--- BEGIN PASSAGE GIVEN ---

Rahm Emanuel was right: A crisis is a terrible thing to waste. Following the arrest of a leading state senator last month, which confirmed every New Yorker’s worst suspicions about the depths of our state’s corruption problem, New York Governor Andrew Cuomo has a rare opportunity to push common sense reforms to get money out of our politics. But, instead, he's seized the moment to push a “reform” that would leave our state’s politics even more dominated by the wealthy and well-connected.

As I noted last month, Cuomo has endorsed a legal change that would hamstring New York State’s third parties, including the Working Families Party, a savvy and steadfast counterweight against the power of big business and its backers in both parties. The WFP has been able to maximize its leverage here because, unlike most states, New York allows fusion voting: third parties can endorse a worthy candidate who’s also running on the Democratic or Republican Party ballot line, and place that candidate on their own line as well. Or, if neither candidate deserves their support, third parties can run their own candidate against them. Strategically deploying that option has helped the WFP become a force to be reckoned with. (Just look at Connecticut, another fusion-voting state: After a victory he literally owed to the votes he’d racked up on the WFP ballot line, Governor Dan Malloy quickly and aggressively pushed through a major WFP priority, the country’s first statewide paid sick leave law.)

--- END PASSAGE GIVEN ---
--- BEGIN SOURCE RECORDS ---

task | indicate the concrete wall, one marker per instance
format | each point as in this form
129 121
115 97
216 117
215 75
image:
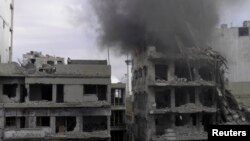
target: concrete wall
73 93
241 91
236 50
5 30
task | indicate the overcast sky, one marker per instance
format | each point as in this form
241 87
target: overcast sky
67 28
56 27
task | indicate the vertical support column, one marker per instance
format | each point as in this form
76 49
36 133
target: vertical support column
171 71
79 124
53 124
124 97
108 95
187 96
18 93
1 93
27 98
108 123
2 118
197 96
199 120
54 89
32 122
172 120
172 97
196 74
18 122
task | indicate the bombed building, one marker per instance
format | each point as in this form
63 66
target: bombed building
117 119
233 43
72 102
176 96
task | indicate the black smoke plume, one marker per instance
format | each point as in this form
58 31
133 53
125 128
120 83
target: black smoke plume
130 24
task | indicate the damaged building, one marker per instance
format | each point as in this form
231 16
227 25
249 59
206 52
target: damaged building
117 119
233 43
72 102
176 96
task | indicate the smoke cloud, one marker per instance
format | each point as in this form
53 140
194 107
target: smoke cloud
130 24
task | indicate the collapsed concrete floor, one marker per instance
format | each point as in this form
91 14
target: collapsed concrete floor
176 96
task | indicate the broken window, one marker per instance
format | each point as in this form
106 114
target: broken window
9 90
99 90
94 123
207 119
60 93
23 93
243 31
117 118
162 122
65 124
51 62
182 119
206 73
145 71
10 121
22 122
140 73
135 74
117 135
43 121
59 62
40 92
161 72
140 100
183 70
194 119
117 96
33 61
162 99
207 97
184 96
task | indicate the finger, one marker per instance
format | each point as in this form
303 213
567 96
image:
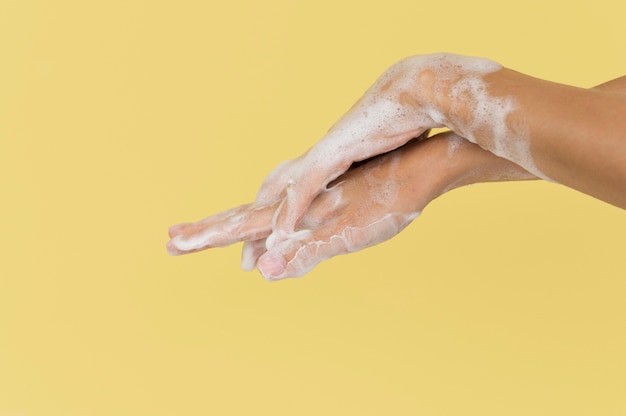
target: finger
323 164
251 252
305 249
244 224
190 228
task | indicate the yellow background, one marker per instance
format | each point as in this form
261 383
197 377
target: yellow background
119 118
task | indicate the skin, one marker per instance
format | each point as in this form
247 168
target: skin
421 171
575 137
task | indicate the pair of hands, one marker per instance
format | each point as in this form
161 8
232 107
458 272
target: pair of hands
317 206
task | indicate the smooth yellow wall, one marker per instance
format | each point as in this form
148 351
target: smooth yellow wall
119 118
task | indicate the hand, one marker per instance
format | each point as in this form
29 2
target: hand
401 105
367 205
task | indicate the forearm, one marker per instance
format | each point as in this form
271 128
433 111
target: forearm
573 136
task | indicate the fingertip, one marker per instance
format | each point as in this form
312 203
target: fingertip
174 230
272 267
172 250
250 253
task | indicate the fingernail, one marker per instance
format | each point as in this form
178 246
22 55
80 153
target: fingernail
272 267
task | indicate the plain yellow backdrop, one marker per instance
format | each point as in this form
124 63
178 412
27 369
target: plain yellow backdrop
119 118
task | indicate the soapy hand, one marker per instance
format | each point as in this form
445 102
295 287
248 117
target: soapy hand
396 109
367 205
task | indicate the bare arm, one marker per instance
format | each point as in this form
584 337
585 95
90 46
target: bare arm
574 136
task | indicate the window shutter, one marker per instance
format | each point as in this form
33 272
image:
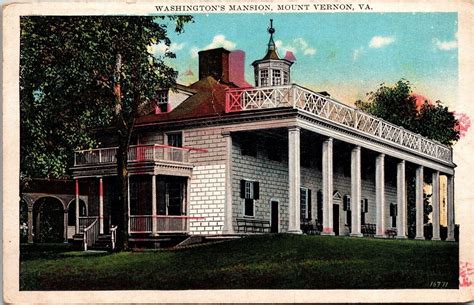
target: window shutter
309 204
242 188
256 190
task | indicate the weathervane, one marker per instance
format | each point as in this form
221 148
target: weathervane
271 30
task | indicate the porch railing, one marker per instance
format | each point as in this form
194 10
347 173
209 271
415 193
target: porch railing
113 236
91 234
136 153
331 110
144 223
85 221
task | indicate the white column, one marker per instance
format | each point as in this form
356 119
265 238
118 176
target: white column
77 206
228 227
327 187
435 204
101 205
294 180
355 192
419 203
401 201
154 219
380 195
450 211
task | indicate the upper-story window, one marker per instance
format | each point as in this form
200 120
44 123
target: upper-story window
175 139
264 78
286 79
162 101
276 77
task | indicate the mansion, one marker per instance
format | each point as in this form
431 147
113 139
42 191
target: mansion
222 158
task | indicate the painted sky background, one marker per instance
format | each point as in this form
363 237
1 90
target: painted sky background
347 55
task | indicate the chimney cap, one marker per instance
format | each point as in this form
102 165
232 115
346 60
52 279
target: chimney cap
221 49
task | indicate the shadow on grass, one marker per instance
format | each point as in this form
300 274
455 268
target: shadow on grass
260 262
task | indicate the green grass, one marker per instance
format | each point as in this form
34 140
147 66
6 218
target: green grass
260 262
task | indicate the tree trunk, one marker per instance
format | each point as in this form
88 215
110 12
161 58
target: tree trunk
122 204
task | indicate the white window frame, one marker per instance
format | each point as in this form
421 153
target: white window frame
346 214
306 191
276 80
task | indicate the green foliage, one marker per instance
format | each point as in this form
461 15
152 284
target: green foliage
67 82
258 262
397 105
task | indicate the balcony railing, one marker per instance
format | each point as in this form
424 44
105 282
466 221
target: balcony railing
164 223
337 113
136 153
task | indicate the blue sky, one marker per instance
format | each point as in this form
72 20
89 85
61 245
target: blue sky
347 55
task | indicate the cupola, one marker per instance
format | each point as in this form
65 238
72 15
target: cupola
271 70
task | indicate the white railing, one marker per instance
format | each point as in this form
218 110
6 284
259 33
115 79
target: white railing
91 234
144 223
136 153
329 109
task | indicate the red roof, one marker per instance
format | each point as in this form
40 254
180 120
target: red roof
207 102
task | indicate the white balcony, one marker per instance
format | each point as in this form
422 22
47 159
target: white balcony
136 153
337 113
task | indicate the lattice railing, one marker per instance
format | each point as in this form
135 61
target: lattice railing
136 153
324 107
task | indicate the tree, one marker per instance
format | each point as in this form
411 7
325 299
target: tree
397 105
79 74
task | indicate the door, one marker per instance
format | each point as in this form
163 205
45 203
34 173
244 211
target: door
335 217
275 217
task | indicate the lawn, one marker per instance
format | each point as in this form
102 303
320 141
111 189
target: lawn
259 262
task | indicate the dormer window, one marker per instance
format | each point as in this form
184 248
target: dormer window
276 80
162 102
264 78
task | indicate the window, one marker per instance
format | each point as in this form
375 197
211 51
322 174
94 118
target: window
319 202
393 214
272 147
263 78
162 102
175 139
276 77
305 203
249 192
347 208
248 147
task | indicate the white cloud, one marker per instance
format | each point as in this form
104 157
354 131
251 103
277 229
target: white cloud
194 52
298 44
283 47
381 41
356 53
219 41
446 45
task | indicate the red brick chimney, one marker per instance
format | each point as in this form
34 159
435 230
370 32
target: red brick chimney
215 63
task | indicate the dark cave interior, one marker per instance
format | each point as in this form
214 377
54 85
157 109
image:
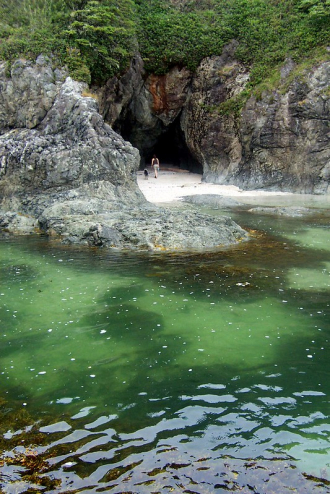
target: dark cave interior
172 151
169 146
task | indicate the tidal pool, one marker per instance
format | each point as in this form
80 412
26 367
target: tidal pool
161 373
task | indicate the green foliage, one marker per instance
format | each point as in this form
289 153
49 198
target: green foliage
103 33
96 39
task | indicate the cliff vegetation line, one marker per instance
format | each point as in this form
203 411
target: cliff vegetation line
97 39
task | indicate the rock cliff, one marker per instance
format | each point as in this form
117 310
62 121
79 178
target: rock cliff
65 172
279 141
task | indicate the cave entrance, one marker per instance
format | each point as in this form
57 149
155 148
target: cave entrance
172 151
167 143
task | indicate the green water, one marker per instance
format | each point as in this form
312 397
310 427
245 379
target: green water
162 373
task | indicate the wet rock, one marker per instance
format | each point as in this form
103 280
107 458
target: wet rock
212 200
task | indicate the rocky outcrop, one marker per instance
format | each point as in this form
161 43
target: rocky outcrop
65 172
278 141
285 137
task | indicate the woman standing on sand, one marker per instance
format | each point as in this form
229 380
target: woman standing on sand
155 164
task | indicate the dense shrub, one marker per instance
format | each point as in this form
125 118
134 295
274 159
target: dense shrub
96 39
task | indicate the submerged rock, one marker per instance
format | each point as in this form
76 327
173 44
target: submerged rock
291 211
212 200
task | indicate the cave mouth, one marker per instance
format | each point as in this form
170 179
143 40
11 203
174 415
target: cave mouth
172 151
167 143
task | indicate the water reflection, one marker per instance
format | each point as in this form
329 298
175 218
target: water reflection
158 373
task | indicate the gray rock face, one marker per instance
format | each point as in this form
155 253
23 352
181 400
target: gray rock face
279 142
285 138
65 172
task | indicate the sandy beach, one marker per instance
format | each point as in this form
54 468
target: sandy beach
171 186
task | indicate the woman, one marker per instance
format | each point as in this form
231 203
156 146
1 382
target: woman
155 164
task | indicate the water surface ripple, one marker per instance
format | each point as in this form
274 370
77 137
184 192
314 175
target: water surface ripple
167 373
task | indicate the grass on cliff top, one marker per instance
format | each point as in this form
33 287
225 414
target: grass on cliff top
97 39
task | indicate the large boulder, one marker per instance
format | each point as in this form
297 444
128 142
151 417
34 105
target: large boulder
278 140
65 172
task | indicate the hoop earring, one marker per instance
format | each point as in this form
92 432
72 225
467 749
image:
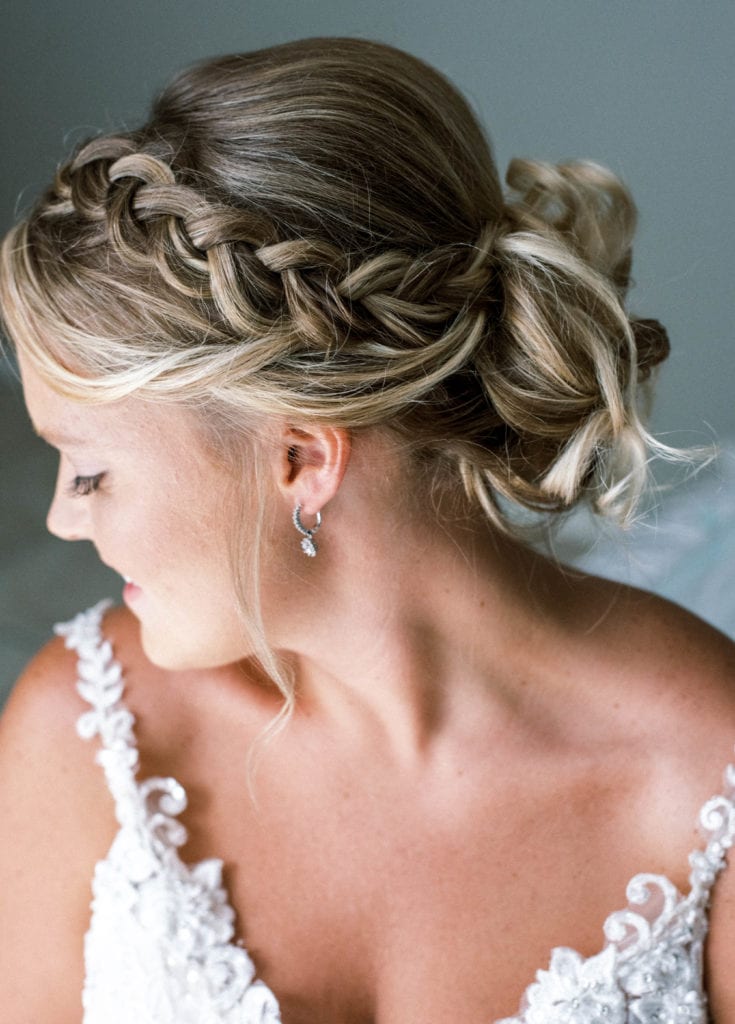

--- END SOURCE RECORDS ---

**YOUR TASKS**
a) Quote everything in the piece on New York politics from "Rahm Emanuel was" down to "wealthy and well-connected.".
b) Pull out each line of the records that contains the string "lattice", matching case exactly.
The piece on New York politics and the records have no connection to each other.

**THE RESULTS**
a)
Rahm Emanuel was right: A crisis is a terrible thing to waste. Following the arrest of a leading state senator last month, which confirmed every New Yorker’s worst suspicions about the depths of our state’s corruption problem, New York Governor Andrew Cuomo has a rare opportunity to push common sense reforms to get money out of our politics. But, instead, he's seized the moment to push a “reform” that would leave our state’s politics even more dominated by the wealthy and well-connected.

b)
task | indicate the lattice railing, one marker per instance
target: lattice railing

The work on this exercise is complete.